Extracted data:
────
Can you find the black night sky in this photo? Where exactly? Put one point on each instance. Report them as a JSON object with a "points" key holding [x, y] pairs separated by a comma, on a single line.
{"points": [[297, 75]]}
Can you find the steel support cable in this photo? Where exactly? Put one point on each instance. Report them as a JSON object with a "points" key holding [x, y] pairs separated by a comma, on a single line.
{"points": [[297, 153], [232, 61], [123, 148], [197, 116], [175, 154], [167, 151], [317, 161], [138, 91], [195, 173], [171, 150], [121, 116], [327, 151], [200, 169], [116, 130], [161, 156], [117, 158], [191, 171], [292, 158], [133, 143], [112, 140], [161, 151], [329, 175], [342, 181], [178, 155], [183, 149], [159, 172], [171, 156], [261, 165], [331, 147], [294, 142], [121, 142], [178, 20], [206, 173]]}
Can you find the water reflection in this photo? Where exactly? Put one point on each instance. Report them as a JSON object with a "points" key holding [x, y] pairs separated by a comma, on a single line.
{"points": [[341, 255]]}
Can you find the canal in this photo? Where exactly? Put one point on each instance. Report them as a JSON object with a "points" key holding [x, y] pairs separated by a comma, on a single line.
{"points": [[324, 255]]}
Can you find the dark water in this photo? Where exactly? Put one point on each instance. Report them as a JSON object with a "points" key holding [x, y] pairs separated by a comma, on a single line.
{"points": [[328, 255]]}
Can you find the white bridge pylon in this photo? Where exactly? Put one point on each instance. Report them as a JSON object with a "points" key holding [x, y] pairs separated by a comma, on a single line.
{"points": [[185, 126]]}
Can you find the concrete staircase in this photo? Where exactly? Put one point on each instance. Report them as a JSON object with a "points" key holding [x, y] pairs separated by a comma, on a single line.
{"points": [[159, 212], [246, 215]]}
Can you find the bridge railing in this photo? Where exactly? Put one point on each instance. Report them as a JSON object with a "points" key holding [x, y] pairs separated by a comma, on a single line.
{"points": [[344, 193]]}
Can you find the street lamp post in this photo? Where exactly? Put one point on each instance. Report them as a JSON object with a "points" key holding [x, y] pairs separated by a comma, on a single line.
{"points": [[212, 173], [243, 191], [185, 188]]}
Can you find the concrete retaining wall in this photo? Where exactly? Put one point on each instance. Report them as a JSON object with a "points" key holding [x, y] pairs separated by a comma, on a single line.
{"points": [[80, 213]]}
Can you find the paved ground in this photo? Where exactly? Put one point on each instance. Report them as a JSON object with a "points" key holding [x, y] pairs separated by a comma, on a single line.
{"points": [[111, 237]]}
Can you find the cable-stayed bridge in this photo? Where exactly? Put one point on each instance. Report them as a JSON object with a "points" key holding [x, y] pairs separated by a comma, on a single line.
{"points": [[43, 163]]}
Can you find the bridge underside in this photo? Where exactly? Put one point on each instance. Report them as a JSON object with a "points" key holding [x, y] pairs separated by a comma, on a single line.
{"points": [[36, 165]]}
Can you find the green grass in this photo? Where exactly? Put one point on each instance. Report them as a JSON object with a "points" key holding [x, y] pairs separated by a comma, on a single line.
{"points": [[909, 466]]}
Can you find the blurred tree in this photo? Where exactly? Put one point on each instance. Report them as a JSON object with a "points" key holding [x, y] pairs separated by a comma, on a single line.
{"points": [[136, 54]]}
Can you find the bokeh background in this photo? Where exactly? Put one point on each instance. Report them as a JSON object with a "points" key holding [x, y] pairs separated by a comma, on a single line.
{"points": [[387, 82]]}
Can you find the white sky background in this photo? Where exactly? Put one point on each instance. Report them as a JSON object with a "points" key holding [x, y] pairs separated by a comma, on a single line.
────
Exercise requirements: Put the records from the line with "Can you find the bridge underside" through the last line of the records into a numbered list, one line per item, leaving out any blank lines.

Task response:
1. Can you find the bridge underside in this photo? Where exactly? Put one point on each instance. Report them as a JSON object with a "points" key holding [x, y] pairs separated by a comma, on a single line.
2. {"points": [[36, 165]]}
3. Can you find the green grass in this photo? Where exactly? Put one point on each instance. Report them as a JSON object with a "points" key holding [x, y] pairs separated by a comma, on a single line.
4. {"points": [[909, 466]]}
5. Can you find the blurred tree in this photo? Where exactly? Put one point on each instance. Report them as a JSON object with a "points" key holding [x, y] pairs separated by a comma, on a single line.
6. {"points": [[136, 54]]}
7. Can you find the bokeh background in this photo? Where exactly? Put one point on each instance. Report them as a JSON object with a "points" key holding [x, y] pairs separated by a comma, on a single line.
8. {"points": [[387, 82]]}
9. Can you find the white sky background in this photo? Where exactly? Put one point on each instance. Report them as a JSON object with a "points" key holding [x, y] pairs separated by a comma, on a single line.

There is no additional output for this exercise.